EXERCISE REQUIREMENTS: Every line below that contains "rough" is to be copied.

RECORD EXCERPTS:

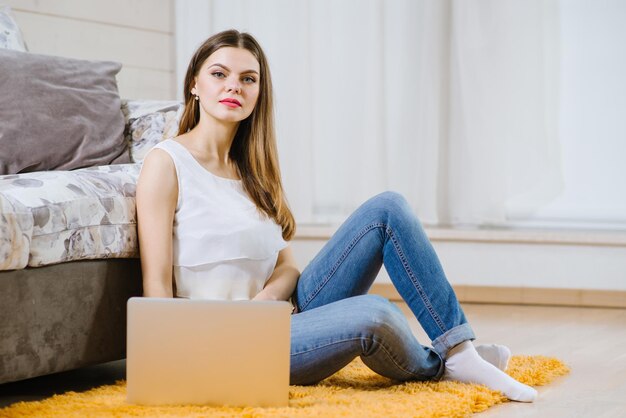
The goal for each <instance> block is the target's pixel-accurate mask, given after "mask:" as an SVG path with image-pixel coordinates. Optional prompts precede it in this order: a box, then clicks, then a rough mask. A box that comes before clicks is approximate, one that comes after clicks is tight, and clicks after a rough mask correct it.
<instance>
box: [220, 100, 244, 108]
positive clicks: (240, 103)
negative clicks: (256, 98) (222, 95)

...

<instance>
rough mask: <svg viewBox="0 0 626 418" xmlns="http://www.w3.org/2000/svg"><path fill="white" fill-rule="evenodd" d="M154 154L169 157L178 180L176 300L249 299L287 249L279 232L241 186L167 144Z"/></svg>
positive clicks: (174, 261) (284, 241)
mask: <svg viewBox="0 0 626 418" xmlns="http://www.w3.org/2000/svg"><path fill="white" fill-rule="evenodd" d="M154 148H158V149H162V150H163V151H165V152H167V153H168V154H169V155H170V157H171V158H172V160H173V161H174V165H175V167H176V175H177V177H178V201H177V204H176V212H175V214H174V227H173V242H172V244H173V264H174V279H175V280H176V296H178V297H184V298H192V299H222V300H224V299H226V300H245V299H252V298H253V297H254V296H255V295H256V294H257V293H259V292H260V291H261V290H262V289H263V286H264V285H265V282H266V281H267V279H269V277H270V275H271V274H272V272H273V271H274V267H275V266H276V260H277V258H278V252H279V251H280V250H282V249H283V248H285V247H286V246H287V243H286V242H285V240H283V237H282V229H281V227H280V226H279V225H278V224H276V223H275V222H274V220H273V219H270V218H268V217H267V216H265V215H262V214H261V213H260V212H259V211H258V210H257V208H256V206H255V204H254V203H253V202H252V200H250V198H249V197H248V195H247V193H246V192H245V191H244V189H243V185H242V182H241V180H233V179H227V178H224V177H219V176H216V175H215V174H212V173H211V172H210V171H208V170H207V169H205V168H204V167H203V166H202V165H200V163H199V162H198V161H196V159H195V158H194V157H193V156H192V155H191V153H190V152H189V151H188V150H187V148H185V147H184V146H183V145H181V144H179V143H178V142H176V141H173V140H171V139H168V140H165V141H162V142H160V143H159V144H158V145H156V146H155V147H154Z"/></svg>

OUTPUT BELOW:
The goal for each <instance> block is the target's pixel-accurate mask, given after "mask:" as an SVG path with image-pixel coordinates. Optional prompts precede it in this order: a box, then clicks, then a rough mask. A box that comes before clicks is approximate, one that comes after clicks is tight, and clicks after a rough mask correct it.
rough mask: <svg viewBox="0 0 626 418" xmlns="http://www.w3.org/2000/svg"><path fill="white" fill-rule="evenodd" d="M154 154L169 157L178 180L176 300L249 299L287 249L279 232L241 186L167 144Z"/></svg>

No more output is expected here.